PROVIDED TEXT:
========
What Keeps Us Going?

What Keeps Us Going?

What keeps us going? Max Weber’s famous definition of politics as “the slow grinding of hard wood” seems to apply especially to us, the men and women of the Left. For the powerful and the rich, and for the demagogues and charlatans who serve their interests, the wood has always been softer. Tyrants and warlords don’t grind at all; they saw right through the wood. Even the word “slow” seems an exaggeration for us, since it implies “steady,” whereas our experience of politics—as in, say, 2008 and 2010—is more like one step forward, two steps back. So why do we continue to hope for and work for that next step forward?

Let me tell a story about my hometown, Johnstown, Pennsylvania, where I lived from the time I was nine years old until I left for college. Johnstown was a Bethlehem Steel town, and it was the place where the Little Steel Strike of 1937 was broken, the attempt to organize a union decisively defeated. But the fight continued, with help from Democrats in the state capital and liberals in Washington. The LaFollette Committee launched an investigation into what had happened in Johnstown; its report condemned the mayor and members of the City Council: they had been in the pay of the steel company. And during the war, with help from the federal government, a union was organized.
========
EXTRACTED MATERIAL:
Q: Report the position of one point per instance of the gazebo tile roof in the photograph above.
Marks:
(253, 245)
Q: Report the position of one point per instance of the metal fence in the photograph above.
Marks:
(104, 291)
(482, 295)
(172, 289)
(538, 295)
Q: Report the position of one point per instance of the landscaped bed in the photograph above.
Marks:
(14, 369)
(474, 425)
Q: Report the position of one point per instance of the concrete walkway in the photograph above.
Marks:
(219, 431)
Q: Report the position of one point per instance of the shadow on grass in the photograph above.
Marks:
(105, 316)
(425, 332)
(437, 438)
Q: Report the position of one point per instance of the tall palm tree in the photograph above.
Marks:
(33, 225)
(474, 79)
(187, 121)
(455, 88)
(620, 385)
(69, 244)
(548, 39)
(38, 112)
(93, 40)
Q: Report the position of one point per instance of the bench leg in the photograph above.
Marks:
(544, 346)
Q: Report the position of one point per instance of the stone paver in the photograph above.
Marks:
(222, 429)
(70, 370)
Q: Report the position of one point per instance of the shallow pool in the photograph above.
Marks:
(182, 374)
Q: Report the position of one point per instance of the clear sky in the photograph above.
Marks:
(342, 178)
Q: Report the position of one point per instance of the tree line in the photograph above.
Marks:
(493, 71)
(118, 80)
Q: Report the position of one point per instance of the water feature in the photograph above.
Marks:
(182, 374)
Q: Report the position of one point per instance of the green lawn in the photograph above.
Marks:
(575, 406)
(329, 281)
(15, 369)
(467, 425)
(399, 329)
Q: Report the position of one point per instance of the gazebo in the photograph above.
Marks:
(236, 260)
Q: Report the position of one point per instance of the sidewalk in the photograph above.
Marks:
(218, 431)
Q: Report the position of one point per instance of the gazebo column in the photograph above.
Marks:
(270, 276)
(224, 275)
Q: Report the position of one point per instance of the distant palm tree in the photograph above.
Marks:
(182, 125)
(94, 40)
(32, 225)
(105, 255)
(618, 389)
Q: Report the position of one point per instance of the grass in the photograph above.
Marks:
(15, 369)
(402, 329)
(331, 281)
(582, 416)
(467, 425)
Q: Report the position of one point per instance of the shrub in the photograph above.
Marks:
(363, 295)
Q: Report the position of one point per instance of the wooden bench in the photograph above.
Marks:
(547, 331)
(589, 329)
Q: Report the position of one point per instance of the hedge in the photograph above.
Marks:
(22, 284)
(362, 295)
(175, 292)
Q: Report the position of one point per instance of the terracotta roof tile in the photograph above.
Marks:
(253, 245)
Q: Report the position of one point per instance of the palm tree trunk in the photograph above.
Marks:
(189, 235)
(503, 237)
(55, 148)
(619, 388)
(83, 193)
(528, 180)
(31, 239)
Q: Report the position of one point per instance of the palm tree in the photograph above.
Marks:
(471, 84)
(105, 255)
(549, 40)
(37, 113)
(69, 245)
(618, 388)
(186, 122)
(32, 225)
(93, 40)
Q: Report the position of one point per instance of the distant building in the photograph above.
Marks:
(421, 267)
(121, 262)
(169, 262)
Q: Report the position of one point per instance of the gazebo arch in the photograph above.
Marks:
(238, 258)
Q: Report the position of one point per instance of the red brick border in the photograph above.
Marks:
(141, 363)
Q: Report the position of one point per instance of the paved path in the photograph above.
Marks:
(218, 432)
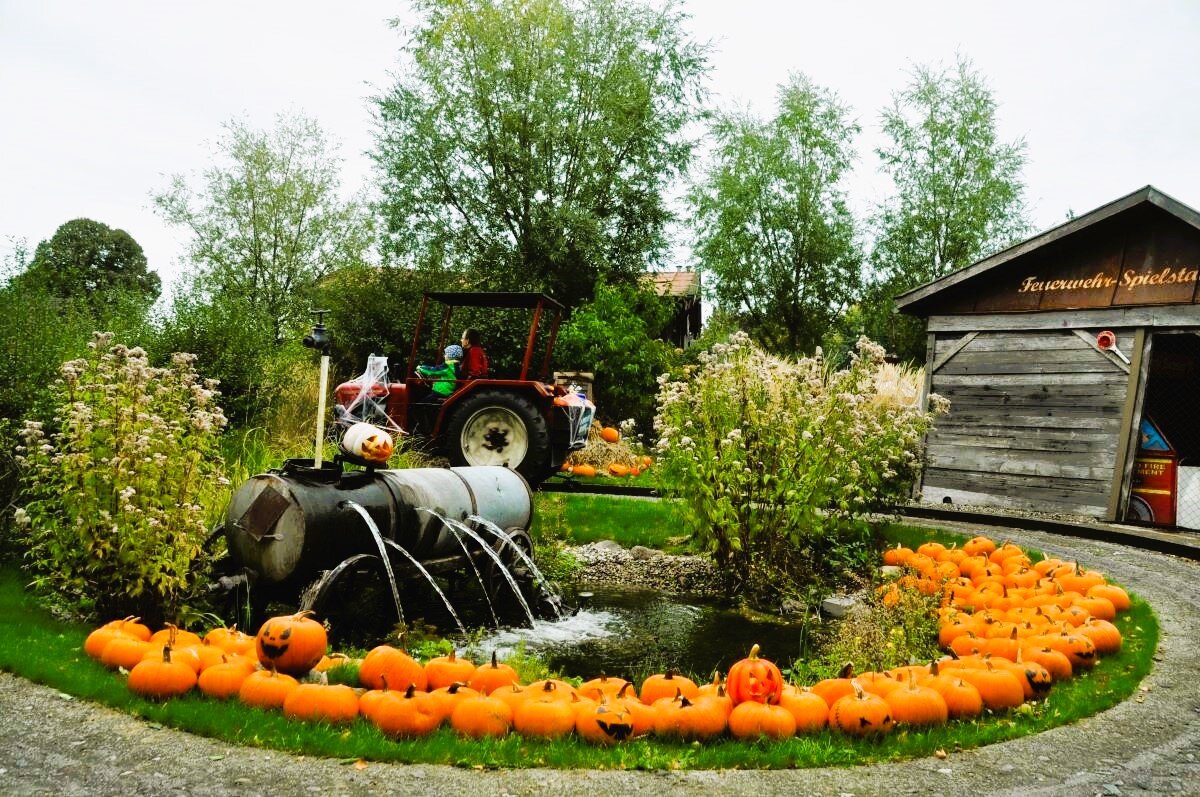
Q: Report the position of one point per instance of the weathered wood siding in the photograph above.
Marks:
(1035, 421)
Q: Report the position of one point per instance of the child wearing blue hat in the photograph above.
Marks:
(444, 375)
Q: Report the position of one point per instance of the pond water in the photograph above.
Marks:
(633, 633)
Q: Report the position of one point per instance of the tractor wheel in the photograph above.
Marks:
(497, 427)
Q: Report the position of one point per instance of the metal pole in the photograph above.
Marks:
(319, 439)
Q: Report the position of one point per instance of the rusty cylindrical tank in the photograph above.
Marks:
(287, 526)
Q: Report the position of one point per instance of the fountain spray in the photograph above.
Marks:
(319, 340)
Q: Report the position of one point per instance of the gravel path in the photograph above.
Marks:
(1151, 744)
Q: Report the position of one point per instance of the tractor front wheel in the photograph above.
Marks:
(497, 427)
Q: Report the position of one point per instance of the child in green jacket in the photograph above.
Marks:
(444, 375)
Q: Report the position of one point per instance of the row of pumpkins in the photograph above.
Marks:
(1011, 636)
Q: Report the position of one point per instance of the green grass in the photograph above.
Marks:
(40, 647)
(629, 521)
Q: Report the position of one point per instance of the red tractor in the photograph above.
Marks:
(526, 423)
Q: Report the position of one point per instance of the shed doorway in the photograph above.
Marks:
(1165, 489)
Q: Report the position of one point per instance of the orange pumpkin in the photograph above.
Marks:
(755, 679)
(292, 643)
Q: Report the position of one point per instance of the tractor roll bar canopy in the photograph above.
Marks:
(451, 299)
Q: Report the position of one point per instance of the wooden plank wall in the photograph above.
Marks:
(1035, 423)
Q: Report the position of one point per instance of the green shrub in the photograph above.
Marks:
(113, 510)
(779, 462)
(616, 336)
(877, 634)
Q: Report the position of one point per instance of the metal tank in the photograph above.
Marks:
(286, 528)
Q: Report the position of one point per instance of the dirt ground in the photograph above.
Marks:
(52, 744)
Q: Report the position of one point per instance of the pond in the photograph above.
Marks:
(635, 631)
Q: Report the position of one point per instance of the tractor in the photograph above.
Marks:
(520, 420)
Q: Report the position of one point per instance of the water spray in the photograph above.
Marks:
(319, 340)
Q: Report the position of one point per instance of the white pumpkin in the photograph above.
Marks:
(367, 442)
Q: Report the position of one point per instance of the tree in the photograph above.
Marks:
(959, 192)
(268, 222)
(531, 142)
(87, 259)
(774, 231)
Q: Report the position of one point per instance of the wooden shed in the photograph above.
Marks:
(1072, 363)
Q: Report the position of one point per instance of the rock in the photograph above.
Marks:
(838, 606)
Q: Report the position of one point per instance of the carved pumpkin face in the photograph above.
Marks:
(292, 643)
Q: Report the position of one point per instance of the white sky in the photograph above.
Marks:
(101, 101)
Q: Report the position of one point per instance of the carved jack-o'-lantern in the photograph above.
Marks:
(292, 643)
(367, 442)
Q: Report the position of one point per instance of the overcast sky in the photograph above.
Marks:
(102, 100)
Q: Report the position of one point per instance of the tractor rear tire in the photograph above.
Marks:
(498, 427)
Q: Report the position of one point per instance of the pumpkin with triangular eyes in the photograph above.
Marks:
(292, 643)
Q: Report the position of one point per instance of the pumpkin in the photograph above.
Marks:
(604, 723)
(267, 689)
(445, 670)
(916, 705)
(751, 719)
(161, 677)
(367, 442)
(292, 643)
(640, 714)
(125, 652)
(231, 640)
(544, 717)
(667, 684)
(99, 640)
(1115, 594)
(861, 713)
(1000, 689)
(834, 689)
(175, 636)
(755, 679)
(223, 681)
(810, 712)
(490, 677)
(318, 702)
(447, 697)
(601, 687)
(481, 715)
(681, 718)
(408, 714)
(391, 665)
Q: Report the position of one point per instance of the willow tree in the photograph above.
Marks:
(959, 192)
(531, 143)
(774, 233)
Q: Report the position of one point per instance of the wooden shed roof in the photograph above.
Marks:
(919, 300)
(676, 283)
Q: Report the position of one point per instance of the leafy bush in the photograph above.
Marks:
(113, 501)
(889, 629)
(616, 336)
(779, 462)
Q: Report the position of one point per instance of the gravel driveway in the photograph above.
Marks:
(51, 744)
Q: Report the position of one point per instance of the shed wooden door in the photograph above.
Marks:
(1035, 421)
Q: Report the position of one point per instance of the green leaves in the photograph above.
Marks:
(779, 462)
(531, 143)
(112, 511)
(774, 232)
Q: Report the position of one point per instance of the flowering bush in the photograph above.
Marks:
(779, 462)
(112, 511)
========
SHORT EXERCISE 1:
Answer from the essay on what keeps the Left going:
(a) Whose definition of politics does it quote, and what is that definition?
(b) Which company made Johnstown a steel town?
(c) Which committee investigated events in Johnstown, and whom did its report condemn?
SHORT EXERCISE 2: Proceed with the essay on what keeps the Left going, starting after its last sentence.
The data has no connection to the essay on what keeps the Left going.

EXPECTED ANSWER 1:
(a) Max Weber's: politics is "the slow grinding of hard wood."
(b) Bethlehem Steel.
(c) The LaFollette Committee; its report condemned the mayor and members of the City Council.

EXPECTED ANSWER 2:
But the passive voice isn’t right. For what really happened in Johnstown, on the ground, starting in the late 1930s, was a political mobilization. Organizers came from outside, but it was the men and women who responded to their efforts who counted and who should count for us, still today. People previously passive and inarticulate began to act and to speak. They organized meetings and stood up at the meetings and argued about what ought to be done; they wrote leaflets, ran picket lines, negotiated with the police, encouraged each other, remonstrated with workers who held back. And finally they won, established a union, and elected some of themselves as its officers.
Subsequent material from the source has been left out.